Retyping should cover only the lines from the one containing "Query: woman wearing sunglasses" through the final line of the records, with pictures omitted.

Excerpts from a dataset
- Opening Delimiter -

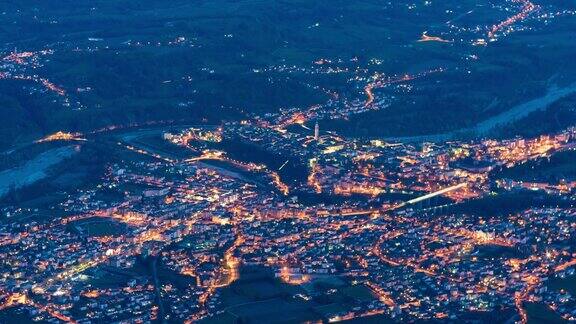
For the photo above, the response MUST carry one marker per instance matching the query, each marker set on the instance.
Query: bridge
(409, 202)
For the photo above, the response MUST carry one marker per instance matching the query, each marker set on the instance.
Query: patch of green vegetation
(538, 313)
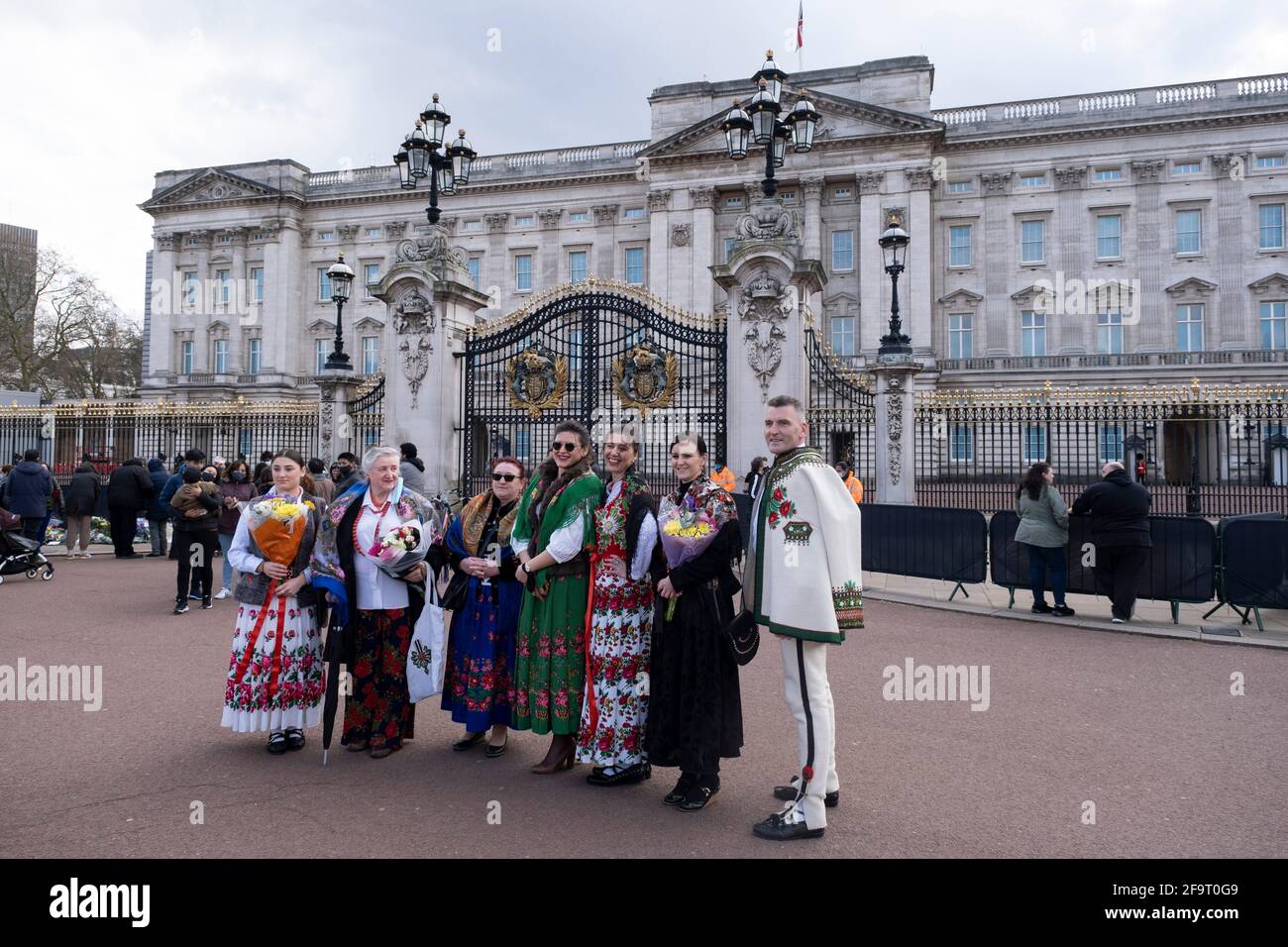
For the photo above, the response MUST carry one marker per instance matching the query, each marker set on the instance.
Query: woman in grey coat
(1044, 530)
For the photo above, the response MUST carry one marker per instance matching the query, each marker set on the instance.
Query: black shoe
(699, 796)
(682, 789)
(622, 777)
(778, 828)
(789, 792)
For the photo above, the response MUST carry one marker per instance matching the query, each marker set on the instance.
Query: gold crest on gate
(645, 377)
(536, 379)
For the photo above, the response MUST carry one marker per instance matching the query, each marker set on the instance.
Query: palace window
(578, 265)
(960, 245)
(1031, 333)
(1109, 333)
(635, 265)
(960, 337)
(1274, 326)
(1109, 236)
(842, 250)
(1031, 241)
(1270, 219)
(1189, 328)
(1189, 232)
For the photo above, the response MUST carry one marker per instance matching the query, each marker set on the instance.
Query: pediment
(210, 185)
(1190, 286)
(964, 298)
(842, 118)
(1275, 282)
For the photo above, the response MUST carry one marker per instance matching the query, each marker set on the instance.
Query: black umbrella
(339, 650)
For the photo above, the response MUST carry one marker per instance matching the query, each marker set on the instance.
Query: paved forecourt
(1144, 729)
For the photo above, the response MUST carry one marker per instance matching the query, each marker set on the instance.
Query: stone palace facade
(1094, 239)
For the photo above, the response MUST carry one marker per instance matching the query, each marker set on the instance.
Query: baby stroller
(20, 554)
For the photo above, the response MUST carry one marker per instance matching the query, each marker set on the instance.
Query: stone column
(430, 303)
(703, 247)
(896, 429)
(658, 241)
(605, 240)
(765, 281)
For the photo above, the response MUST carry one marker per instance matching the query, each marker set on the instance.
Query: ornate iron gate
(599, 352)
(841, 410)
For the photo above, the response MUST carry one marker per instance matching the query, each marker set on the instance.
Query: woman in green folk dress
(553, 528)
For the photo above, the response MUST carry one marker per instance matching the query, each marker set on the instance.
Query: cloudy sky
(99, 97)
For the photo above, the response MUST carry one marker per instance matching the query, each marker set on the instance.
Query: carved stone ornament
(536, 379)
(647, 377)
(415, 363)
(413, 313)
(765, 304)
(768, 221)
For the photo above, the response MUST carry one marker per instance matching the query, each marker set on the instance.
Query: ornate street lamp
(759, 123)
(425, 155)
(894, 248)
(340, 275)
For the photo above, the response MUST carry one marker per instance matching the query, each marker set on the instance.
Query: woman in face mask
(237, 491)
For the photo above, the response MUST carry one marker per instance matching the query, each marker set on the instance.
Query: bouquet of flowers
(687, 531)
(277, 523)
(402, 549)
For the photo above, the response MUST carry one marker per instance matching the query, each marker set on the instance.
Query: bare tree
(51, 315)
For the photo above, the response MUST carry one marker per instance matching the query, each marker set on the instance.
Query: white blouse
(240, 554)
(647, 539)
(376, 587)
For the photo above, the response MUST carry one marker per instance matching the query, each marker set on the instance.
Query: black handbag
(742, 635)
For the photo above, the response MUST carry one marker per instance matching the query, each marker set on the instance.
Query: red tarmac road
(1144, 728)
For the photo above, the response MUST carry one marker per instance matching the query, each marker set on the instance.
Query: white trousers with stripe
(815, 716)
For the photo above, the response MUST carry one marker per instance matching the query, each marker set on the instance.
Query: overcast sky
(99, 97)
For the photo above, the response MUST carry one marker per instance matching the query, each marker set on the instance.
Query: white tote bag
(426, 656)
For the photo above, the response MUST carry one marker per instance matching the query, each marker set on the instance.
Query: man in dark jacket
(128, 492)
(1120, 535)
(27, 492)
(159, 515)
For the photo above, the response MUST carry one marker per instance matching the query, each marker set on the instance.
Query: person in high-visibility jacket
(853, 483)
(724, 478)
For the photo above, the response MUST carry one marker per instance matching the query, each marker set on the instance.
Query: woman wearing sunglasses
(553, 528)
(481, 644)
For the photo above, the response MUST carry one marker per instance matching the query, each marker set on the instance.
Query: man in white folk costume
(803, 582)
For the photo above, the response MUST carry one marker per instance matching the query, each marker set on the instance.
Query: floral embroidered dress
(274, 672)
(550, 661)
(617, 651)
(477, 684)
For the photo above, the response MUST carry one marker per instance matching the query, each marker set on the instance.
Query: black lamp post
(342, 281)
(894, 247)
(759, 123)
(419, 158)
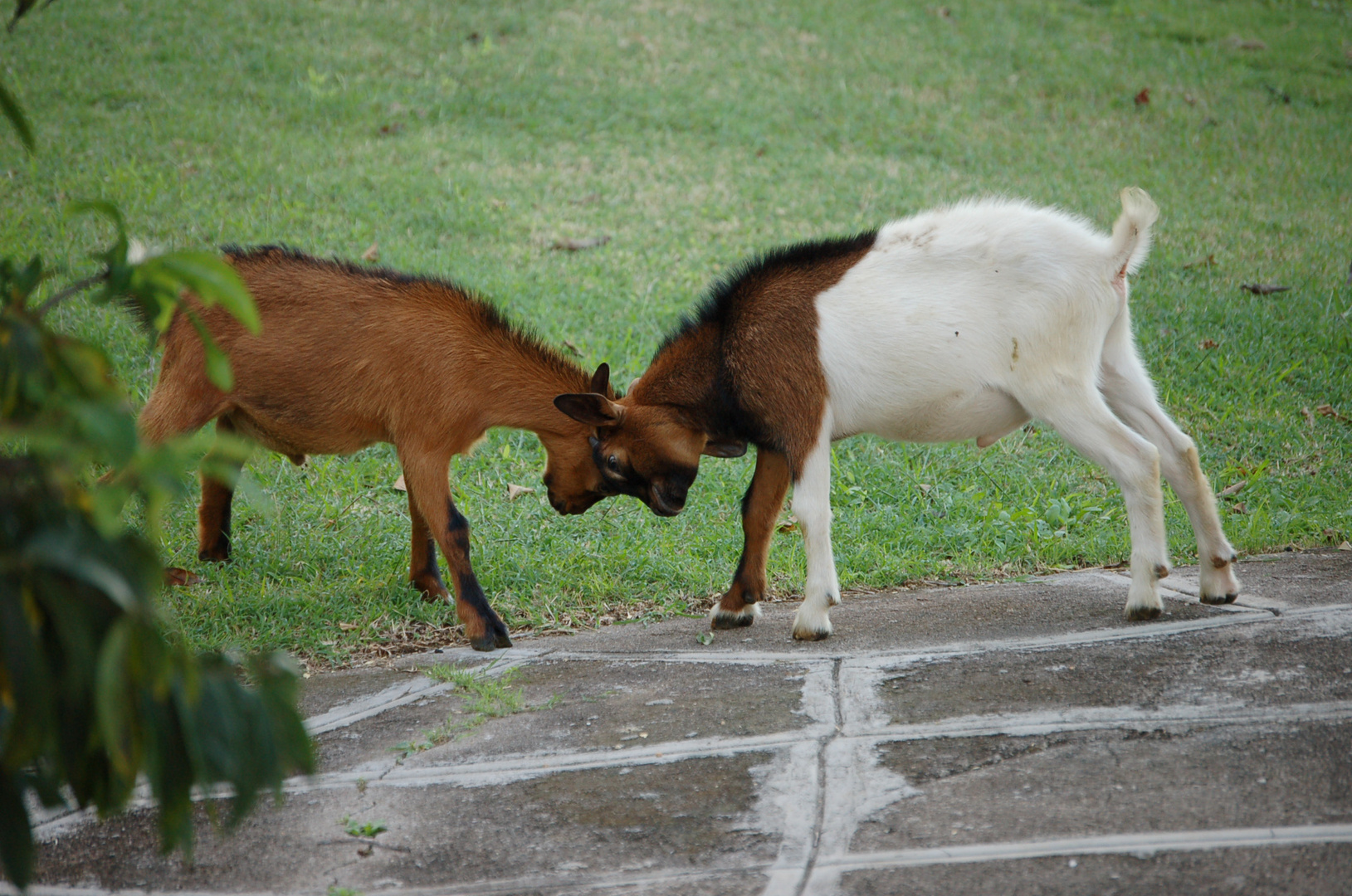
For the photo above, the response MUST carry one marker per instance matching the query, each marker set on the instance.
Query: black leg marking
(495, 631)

- Closing Delimiter -

Answer to this exercise
Query: woman wearing sunglasses
(553, 528)
(481, 644)
For the photo above, the response MUST carry one marker per instance matching the query, each marker set on the instance.
Query: man in white folk costume
(803, 582)
For the photo above, the response MUST carry one marker per instance matching the query, each marker set on the instance.
Query: floral embroidered dress
(274, 672)
(550, 661)
(617, 651)
(477, 684)
For the photo above, the response MUST carry one marker per instance matching the query, each marker set on the instance.
Query: black lamp post
(342, 281)
(894, 247)
(759, 123)
(419, 158)
For the photo above, the response MUST carry one marker per instance matching the query, each marker set on the instance.
Query: black leg marking
(495, 631)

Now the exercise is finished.